原文节选:
———

死是美丽的 ——张海迪

死是美丽的。

我写下这个题目时天正下着秋天的雨。

我第一次觉得死是美丽的就是一个正值秋雨的日子。那时我约五岁半,住在医院里。那时我几乎长年住医院,住在儿童病房,等着我的腿好起来,等着回到市委保育院大班那群快乐的孩子们中间去,在那里真有说不出的快乐,我可以尽情地跑,尽情地跳,尽情欢呼,也尽情地调皮捣蛋。

死是美丽的 ——张海迪

一天我住进了白色的病房里,四周静极了,屋里只有两张带铁栏的儿童病床。虽然医生说我的病情很严重,可在这里我算病得最轻的。我还能坐着,从铁栏里向外张望,观望屋里也观望窗外。我还能说话,只要有护士阿姨,我就会不停地说,不停地问,阿姨,我什么时候好?阿姨,我妈妈什么时候来接我?阿姨……如果几个护士阿姨凑在一起,她们便说,这孩子怎么这么精神?

的确,我没有一会儿安静。我坐病床上玩腻了所有能摸得到的东西,实在没有东西玩儿了,我便拔开暖瓶盖,看着那一缕缕热气变幻着形状冒上来,飞升去。我曾期望对面床上的那个孩子跟我说话,跟我玩儿,可他却整天直挺挺地躺在那里,微闭着眼睛,发出轻轻的鼾声。他的头上缠满了白色的绷带,鼻子里插着一根细细的红色的小管子,手上脚上终日吊着盐水瓶。他的爸爸来了,他也不睁开眼睛,他的爸爸给他带来一堆花花绿绿的罐头、果子露,他还是不睁开眼睛,而那一切都让我们幼儿园的小朋友垂涎欲滴。我们班里有个男孩子为了想吃一口罐头,故意在下雪天脱光上衣,飞跑到门口让冷风猛吹一下,回到床上很响地打喷嚏,好让自己感冒发烧打哆嗦,住进隔离室,等待吃罐头。

———

数据:
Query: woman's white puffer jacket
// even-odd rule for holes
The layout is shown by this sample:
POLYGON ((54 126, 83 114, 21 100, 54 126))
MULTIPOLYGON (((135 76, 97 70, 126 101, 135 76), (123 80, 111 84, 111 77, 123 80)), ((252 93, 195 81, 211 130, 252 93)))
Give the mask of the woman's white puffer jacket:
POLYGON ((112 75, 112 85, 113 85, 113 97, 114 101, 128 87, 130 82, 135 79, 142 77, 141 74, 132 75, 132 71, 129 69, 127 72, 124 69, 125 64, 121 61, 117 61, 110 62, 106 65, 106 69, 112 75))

———

任务内容:
根据原文节选,文中的“我”第一次觉得死是美丽的时候大约几岁?

回答:
那时文中的“我”大约五岁半。